Reproduce every line of the listing, starting at the line that contains "the man in denim shirt" and ending at the line that contains "x=118, y=73", with both of those lines included. Scale each answer coordinate by 2.1 and round it to a whole number, with halves rounded up, while leaving the requests and their format samples unchanged.

# # # #

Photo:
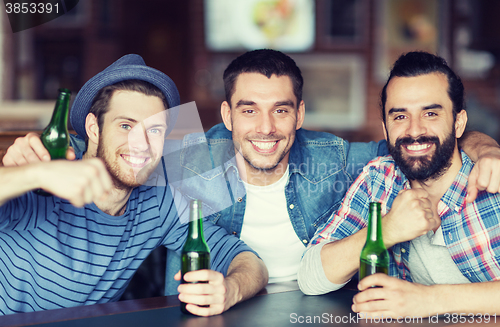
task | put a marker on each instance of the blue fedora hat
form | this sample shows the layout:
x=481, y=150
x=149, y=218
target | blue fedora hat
x=128, y=67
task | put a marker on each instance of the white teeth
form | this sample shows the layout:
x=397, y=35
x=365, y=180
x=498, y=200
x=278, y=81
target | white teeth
x=135, y=160
x=264, y=145
x=417, y=147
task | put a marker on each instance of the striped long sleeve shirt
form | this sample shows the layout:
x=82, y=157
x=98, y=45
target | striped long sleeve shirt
x=54, y=255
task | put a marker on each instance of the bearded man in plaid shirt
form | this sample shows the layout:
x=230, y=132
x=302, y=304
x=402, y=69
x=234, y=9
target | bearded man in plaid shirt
x=444, y=242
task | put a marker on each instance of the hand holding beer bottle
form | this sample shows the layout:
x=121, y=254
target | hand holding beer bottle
x=55, y=137
x=195, y=253
x=374, y=256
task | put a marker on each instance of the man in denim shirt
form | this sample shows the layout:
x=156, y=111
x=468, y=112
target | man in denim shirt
x=262, y=177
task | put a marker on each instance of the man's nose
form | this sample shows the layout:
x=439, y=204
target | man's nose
x=267, y=124
x=416, y=127
x=137, y=139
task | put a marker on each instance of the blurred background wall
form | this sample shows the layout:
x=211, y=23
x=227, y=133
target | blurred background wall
x=344, y=47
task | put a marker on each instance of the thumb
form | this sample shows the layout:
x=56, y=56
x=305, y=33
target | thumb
x=472, y=189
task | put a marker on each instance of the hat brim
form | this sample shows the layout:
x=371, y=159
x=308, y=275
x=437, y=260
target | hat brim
x=118, y=73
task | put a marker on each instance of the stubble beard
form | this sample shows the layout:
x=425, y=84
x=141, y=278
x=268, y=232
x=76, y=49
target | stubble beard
x=120, y=180
x=424, y=168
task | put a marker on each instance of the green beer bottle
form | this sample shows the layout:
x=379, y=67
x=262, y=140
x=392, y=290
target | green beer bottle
x=195, y=253
x=374, y=256
x=55, y=137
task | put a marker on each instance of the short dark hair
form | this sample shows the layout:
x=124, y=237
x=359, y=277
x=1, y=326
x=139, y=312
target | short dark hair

# # # #

| ANSWER FOR THE TASK |
task | put a marker on each instance of the man in denim shirt
form | this sample shows the layout:
x=156, y=111
x=468, y=112
target | man in denim shirt
x=550, y=372
task | put a marker on each instance of the man's nose
form | this sample shows the layout:
x=439, y=204
target | man's nose
x=561, y=260
x=874, y=267
x=288, y=292
task | put a marker on each instance of the blurred background wall
form | this sample shows the layout:
x=211, y=23
x=227, y=133
target | blurred background wall
x=722, y=99
task | put a marker on each instance of the thumb
form | this sample shows the layout:
x=56, y=56
x=305, y=33
target | thumb
x=991, y=397
task | put a marker on each instance of the hat brim
form | this sample shows the layout:
x=371, y=159
x=308, y=275
x=437, y=260
target | hat brim
x=248, y=153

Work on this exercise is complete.